[Dataset records]
:::

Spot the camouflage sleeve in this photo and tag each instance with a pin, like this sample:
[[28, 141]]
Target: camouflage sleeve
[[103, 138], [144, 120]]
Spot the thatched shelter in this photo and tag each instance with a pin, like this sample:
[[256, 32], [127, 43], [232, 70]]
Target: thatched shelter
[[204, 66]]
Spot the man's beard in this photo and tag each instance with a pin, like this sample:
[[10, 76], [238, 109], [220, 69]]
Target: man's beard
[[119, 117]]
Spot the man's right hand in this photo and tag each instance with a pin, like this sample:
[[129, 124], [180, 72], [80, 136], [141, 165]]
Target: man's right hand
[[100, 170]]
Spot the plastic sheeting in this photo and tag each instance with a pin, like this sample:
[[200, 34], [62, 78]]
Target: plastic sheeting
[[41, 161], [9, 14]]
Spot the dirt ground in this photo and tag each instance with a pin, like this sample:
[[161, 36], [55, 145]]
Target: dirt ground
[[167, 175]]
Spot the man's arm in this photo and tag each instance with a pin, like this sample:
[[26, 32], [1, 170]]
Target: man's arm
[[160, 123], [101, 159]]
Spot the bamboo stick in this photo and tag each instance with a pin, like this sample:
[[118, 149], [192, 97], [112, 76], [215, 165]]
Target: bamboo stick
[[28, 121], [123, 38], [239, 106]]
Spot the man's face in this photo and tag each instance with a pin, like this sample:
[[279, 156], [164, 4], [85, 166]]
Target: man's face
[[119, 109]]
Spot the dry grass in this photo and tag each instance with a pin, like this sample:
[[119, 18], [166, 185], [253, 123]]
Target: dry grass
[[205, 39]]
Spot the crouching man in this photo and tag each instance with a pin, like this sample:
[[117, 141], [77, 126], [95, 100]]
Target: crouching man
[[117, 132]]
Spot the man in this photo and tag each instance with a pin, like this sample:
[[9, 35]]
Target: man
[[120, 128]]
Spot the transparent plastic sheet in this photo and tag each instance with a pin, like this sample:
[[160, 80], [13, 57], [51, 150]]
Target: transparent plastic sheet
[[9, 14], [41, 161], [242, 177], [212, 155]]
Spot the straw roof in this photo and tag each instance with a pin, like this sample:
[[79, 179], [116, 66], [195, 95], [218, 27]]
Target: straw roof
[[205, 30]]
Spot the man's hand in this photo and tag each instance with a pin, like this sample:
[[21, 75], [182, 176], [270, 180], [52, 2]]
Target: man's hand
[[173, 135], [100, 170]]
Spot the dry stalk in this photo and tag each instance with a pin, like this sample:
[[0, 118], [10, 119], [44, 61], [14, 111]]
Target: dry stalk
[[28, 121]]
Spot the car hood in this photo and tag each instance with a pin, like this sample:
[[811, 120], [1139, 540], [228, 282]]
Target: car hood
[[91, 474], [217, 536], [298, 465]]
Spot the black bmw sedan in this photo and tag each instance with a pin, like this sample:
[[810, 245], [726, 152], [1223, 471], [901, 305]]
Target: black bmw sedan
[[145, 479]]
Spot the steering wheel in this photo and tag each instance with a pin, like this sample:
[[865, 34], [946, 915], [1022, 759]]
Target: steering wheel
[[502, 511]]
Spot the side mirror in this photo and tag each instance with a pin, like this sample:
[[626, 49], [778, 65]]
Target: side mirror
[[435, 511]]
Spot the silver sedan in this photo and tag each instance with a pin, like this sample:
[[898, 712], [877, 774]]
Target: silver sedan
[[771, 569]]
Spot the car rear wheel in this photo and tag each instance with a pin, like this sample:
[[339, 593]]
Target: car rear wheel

:::

**WHAT IS ASKED:** Every line from the one containing "Spot the transparent" through the last line must be copied exactly; leave out the rest.

**RESULT OF THIS TASK:**
Spot the transparent plastic sheet in this photo and tag each instance with a pin, like this sample:
[[160, 80], [13, 57], [51, 150]]
Target: transparent plastic sheet
[[9, 14], [41, 161], [242, 177], [212, 155]]
Spot the straw roof in this photo and tag each instance with a pin, like this sample:
[[79, 179], [116, 66], [195, 95], [218, 27]]
Target: straw roof
[[205, 30]]
Spot the man's hand in this photo and tag each instance with a pin, like this sample:
[[21, 75], [182, 176], [270, 180], [52, 2]]
Target: man's hand
[[173, 135], [100, 170]]
Spot the dry stalk in this photo and tag each instance with a pin, like this sample:
[[0, 118], [10, 119], [44, 61], [14, 111]]
Target: dry stalk
[[28, 121]]
Spot the car hood in this photo and tag each instance with a pin, like this sample:
[[811, 120], [1139, 540], [228, 282]]
Target: car hood
[[91, 474], [217, 536], [298, 465]]
Spot the black bmw sedan in this photo and tag each instance with a pin, like this sample:
[[810, 245], [726, 152], [1223, 471], [901, 305]]
Target: black bmw sedan
[[145, 479]]
Spot the steering wheel in this photo and tag each instance with a pin, like this sample:
[[865, 34], [946, 915], [1022, 759]]
Target: steering wheel
[[502, 511]]
Spot the side mirror in this photo and tag each instance with a pin, like this sample:
[[626, 49], [778, 65]]
Target: side mirror
[[435, 511]]
Spot the silver sedan in this photo and tag each instance with a pin, like this sample:
[[898, 712], [877, 774]]
Target: silver sedan
[[771, 569]]
Spot the car rear wheel in this photo and tag each instance with a pin, like this sample:
[[339, 593]]
Target: car rear wheel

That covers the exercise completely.